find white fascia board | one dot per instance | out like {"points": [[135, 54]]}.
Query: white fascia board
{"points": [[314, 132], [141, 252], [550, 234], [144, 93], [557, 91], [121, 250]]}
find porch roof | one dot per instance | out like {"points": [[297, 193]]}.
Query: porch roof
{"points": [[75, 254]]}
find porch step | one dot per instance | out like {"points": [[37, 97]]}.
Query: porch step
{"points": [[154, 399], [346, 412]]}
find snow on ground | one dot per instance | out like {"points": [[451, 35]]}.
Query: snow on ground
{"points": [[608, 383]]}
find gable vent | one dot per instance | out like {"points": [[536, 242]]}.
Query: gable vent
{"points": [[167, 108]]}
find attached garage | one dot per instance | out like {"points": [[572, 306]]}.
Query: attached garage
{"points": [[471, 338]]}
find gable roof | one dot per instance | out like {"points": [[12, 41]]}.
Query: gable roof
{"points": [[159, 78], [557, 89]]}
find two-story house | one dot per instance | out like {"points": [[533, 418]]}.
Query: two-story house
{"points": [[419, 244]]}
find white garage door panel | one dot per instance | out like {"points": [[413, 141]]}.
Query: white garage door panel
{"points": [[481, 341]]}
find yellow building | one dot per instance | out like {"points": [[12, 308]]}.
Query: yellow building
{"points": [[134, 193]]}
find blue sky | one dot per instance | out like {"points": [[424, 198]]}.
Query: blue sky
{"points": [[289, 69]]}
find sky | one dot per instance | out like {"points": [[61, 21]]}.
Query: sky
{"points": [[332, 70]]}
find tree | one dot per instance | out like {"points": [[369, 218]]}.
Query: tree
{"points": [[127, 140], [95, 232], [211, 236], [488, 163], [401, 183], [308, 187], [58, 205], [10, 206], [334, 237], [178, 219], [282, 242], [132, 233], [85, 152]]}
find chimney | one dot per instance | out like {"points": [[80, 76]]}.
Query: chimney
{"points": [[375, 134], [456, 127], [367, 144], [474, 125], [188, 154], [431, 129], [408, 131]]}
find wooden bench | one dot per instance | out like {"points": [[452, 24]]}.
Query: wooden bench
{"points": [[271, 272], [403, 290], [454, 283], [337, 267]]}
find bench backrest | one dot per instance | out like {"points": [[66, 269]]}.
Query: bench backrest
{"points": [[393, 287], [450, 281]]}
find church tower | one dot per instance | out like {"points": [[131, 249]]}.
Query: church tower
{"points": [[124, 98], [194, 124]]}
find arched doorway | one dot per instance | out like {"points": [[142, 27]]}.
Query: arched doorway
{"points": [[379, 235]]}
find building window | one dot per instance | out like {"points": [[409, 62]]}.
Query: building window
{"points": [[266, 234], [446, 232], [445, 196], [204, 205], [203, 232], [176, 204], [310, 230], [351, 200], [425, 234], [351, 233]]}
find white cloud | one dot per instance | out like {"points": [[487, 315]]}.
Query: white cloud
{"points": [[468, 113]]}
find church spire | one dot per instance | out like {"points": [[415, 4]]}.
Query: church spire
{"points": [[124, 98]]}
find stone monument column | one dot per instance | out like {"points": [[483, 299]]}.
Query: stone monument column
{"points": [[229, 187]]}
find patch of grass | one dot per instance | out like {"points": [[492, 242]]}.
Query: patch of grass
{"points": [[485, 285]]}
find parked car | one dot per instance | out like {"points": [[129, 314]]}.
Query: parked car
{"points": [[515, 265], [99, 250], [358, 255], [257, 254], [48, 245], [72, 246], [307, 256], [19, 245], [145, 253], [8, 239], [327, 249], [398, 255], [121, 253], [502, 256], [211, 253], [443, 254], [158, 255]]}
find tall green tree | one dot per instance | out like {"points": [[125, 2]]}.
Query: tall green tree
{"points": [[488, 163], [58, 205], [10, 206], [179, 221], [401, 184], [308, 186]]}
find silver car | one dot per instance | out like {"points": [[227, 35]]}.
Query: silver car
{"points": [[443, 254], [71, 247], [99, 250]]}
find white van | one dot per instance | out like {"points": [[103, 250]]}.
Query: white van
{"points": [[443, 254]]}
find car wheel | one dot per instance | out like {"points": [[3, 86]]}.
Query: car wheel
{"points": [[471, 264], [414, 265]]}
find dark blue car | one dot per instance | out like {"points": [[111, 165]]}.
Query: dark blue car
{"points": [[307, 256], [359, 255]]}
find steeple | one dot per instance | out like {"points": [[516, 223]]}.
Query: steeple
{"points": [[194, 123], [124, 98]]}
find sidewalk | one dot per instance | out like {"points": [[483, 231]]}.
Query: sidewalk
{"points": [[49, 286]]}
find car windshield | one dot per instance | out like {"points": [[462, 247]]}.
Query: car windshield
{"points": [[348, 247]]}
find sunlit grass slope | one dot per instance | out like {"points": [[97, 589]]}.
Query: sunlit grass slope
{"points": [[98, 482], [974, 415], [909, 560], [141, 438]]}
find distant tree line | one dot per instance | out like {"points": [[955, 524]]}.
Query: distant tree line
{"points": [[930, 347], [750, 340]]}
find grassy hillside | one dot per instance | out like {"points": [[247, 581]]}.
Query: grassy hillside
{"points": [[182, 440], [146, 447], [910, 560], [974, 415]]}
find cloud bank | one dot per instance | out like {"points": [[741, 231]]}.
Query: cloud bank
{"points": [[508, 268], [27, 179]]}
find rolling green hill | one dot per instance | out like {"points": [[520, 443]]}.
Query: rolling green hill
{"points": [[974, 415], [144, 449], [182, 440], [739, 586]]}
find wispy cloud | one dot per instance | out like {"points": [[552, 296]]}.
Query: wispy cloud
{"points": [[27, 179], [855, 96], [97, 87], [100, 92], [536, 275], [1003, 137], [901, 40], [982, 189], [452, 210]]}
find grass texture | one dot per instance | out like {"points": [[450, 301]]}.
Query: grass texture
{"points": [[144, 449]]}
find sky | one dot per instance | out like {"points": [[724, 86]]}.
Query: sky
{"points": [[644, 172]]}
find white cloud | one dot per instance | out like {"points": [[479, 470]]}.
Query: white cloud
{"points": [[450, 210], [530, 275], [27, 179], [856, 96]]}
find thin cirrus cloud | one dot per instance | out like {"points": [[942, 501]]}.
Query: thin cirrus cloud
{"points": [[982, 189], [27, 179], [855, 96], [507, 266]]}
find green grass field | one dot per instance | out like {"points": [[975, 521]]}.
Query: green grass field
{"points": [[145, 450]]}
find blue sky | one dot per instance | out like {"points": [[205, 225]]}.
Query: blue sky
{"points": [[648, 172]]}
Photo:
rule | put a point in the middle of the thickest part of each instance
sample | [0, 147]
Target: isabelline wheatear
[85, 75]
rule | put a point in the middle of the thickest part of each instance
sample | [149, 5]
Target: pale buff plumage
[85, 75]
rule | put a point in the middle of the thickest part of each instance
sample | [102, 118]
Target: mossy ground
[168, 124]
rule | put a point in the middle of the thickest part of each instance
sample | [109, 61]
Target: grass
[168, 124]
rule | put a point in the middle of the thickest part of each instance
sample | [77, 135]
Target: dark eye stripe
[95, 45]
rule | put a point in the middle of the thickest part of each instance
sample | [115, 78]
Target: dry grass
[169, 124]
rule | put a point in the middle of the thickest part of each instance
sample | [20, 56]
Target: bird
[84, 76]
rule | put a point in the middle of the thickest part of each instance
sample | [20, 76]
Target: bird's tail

━━━━━━━━━━━━━━━━━━━━━━━━━━━━━━

*To do*: Every entry is to be transcribed exactly as it stands.

*Solved exercise*:
find white fascia board | one dot per instance | out like {"points": [[135, 54]]}.
Query: white fascia board
{"points": [[314, 132], [141, 252], [550, 234], [144, 93], [557, 91], [121, 250]]}
find porch roof | one dot per instance | out like {"points": [[297, 193]]}.
Query: porch roof
{"points": [[75, 254]]}
find porch step | one dot per instance | out like {"points": [[37, 97]]}.
Query: porch step
{"points": [[154, 399], [346, 412]]}
find snow on ground | one dot per instance | out like {"points": [[451, 35]]}.
Query: snow on ground
{"points": [[608, 383]]}
find gable vent | one dot per instance | out like {"points": [[536, 242]]}.
Query: gable vent
{"points": [[167, 108]]}
find attached garage | one dot per instance | out like {"points": [[572, 306]]}.
Query: attached garage
{"points": [[471, 338]]}
find gable roof | one dot per instance | out like {"points": [[12, 41]]}.
Query: gable roof
{"points": [[159, 78], [557, 89]]}
find two-story house | one dot per instance | out like {"points": [[533, 418]]}.
Query: two-story house
{"points": [[419, 244]]}
find white garage door panel | one dot per instance | out like {"points": [[413, 141]]}.
Query: white garage door panel
{"points": [[481, 341]]}
find yellow building | one dot per instance | out like {"points": [[12, 308]]}.
Query: yellow building
{"points": [[134, 193]]}
find blue sky | one dot per instance | out like {"points": [[424, 198]]}.
Query: blue sky
{"points": [[289, 69]]}
find sky | one dot per instance | out like {"points": [[61, 21]]}.
Query: sky
{"points": [[332, 70]]}
find tree | one dot per instance | out like {"points": [[369, 218]]}.
Query: tree
{"points": [[127, 140], [95, 232], [211, 236], [488, 163], [401, 183], [308, 187], [58, 205], [10, 206], [334, 237], [178, 219], [282, 242], [132, 233], [85, 152]]}
find chimney | one dot per instance | out like {"points": [[80, 76]]}.
Query: chimney
{"points": [[375, 134], [456, 127], [367, 144], [474, 125], [188, 154], [431, 129], [408, 131]]}
find wooden bench | one dot per instance | out like {"points": [[452, 24]]}.
Query: wooden bench
{"points": [[271, 272], [403, 290], [454, 283], [337, 267]]}
find bench backrest | one dot per instance | out like {"points": [[66, 269]]}.
Query: bench backrest
{"points": [[393, 287], [450, 281]]}
find church tower | one dot per instance | out like {"points": [[131, 249]]}.
Query: church tower
{"points": [[124, 98], [194, 124]]}
find arched doorway | one dot per instance | out like {"points": [[142, 27]]}.
Query: arched doorway
{"points": [[379, 235]]}
find building window | one dot per instance | out like {"points": [[409, 62]]}.
Query: building window
{"points": [[266, 234], [446, 232], [445, 196], [204, 205], [203, 232], [176, 204], [310, 230], [351, 200], [425, 234], [351, 233]]}
find white cloud | one dot per instance | out like {"points": [[487, 315]]}.
Query: white cloud
{"points": [[468, 113]]}
find church spire | one dot per instance | out like {"points": [[415, 4]]}.
Query: church spire
{"points": [[124, 98]]}
find stone monument column | one dot per instance | out like {"points": [[483, 299]]}.
Query: stone monument column
{"points": [[229, 187]]}
find patch of grass | one dot per instance | out like {"points": [[492, 242]]}.
Query: patch of grass
{"points": [[485, 285]]}
find parked car | one dot per instance | out like {"points": [[129, 314]]}.
Query: parked car
{"points": [[515, 265], [99, 250], [358, 255], [257, 254], [48, 245], [72, 246], [307, 256], [19, 245], [145, 253], [8, 239], [327, 249], [398, 255], [121, 253], [502, 256], [211, 253], [443, 254], [158, 255]]}
find tall green tree | one dot per instance | out like {"points": [[125, 2]]}.
Query: tall green tree
{"points": [[488, 163], [58, 205], [10, 206], [179, 221], [401, 184], [308, 186]]}
find silver car | one dot per instance | out like {"points": [[227, 35]]}.
Query: silver car
{"points": [[443, 254], [71, 247], [99, 250]]}
find white van | one dot per instance | out like {"points": [[103, 250]]}.
Query: white van
{"points": [[443, 254]]}
find car wheel | one dot per instance | out like {"points": [[3, 86]]}.
Query: car wheel
{"points": [[471, 264], [414, 265]]}
find dark blue car | one dot per instance | out like {"points": [[111, 165]]}.
Query: dark blue car
{"points": [[307, 256], [359, 255]]}
find steeple | one dot per instance | out like {"points": [[516, 223]]}.
Query: steeple
{"points": [[194, 123], [124, 98]]}
find sidewalk | one dot per instance | out like {"points": [[483, 231]]}.
Query: sidewalk
{"points": [[49, 286]]}
find car windshield | one dot per instance | out like {"points": [[462, 247]]}.
Query: car windshield
{"points": [[348, 247]]}
find sunlit grass slope | one dot per instance | out like {"points": [[97, 589]]}.
Query: sunlit grass slope
{"points": [[98, 482], [974, 415], [909, 560], [141, 438]]}
find distant tree line | one dot per instance | out like {"points": [[955, 524]]}.
Query: distant tree line
{"points": [[930, 347], [750, 340]]}
find grassy hillside | one dot per instance | out like {"points": [[247, 581]]}.
Query: grassy hillside
{"points": [[182, 440], [146, 447], [910, 560], [974, 415]]}
find cloud bank | one dot per instance | out like {"points": [[741, 231]]}.
Query: cloud bank
{"points": [[508, 268], [27, 179]]}
find rolling green hill | one dot per instance | out like {"points": [[520, 443]]}.
Query: rolling green hill
{"points": [[974, 415], [144, 449], [182, 440], [739, 586]]}
find wispy cloud | one dot per instance | out like {"points": [[552, 296]]}.
Query: wispy cloud
{"points": [[27, 179], [855, 96], [97, 87], [100, 92], [536, 275], [1003, 137], [901, 40], [982, 189], [452, 210]]}
find grass texture | one dot per instance | out like {"points": [[450, 301]]}.
Query: grass texture
{"points": [[144, 449]]}
find sky | one dot per instance | out like {"points": [[724, 86]]}.
Query: sky
{"points": [[644, 172]]}
find white cloud | one dot per instance | out like {"points": [[479, 470]]}.
Query: white cloud
{"points": [[450, 210], [530, 275], [27, 179], [856, 96]]}
find thin cirrus cloud | one dot per instance | out like {"points": [[942, 501]]}.
Query: thin cirrus cloud
{"points": [[982, 189], [27, 179], [855, 96], [507, 266]]}
find green grass field | one dot per instance | out like {"points": [[975, 521]]}.
Query: green grass field
{"points": [[145, 450]]}
find blue sky | one dot per instance | out like {"points": [[205, 225]]}.
Query: blue sky
{"points": [[648, 172]]}
Photo:
rule | put a point in the middle of the thickest part of each instance
sample | [0, 147]
Target: isabelline wheatear
[85, 75]
rule | put a point in the middle of the thickest part of each instance
sample | [149, 5]
Target: pale buff plumage
[85, 75]
rule | put a point in the middle of the thickest part of each instance
sample | [102, 118]
Target: mossy ground
[168, 124]
rule | put a point in the middle of the thickest part of each instance
sample | [109, 61]
Target: grass
[168, 124]
rule | put a point in the middle of the thickest part of each instance
sample | [77, 135]
Target: dark eye stripe
[95, 45]
rule | put a point in the middle of the thickest part of each instance
sample | [115, 78]
Target: dry grass
[169, 124]
rule | put a point in the middle of the thickest part of each instance
sample | [20, 56]
Target: bird
[84, 76]
rule | put a point in the middle of the thickest part of each instance
sample | [20, 76]
Target: bird's tail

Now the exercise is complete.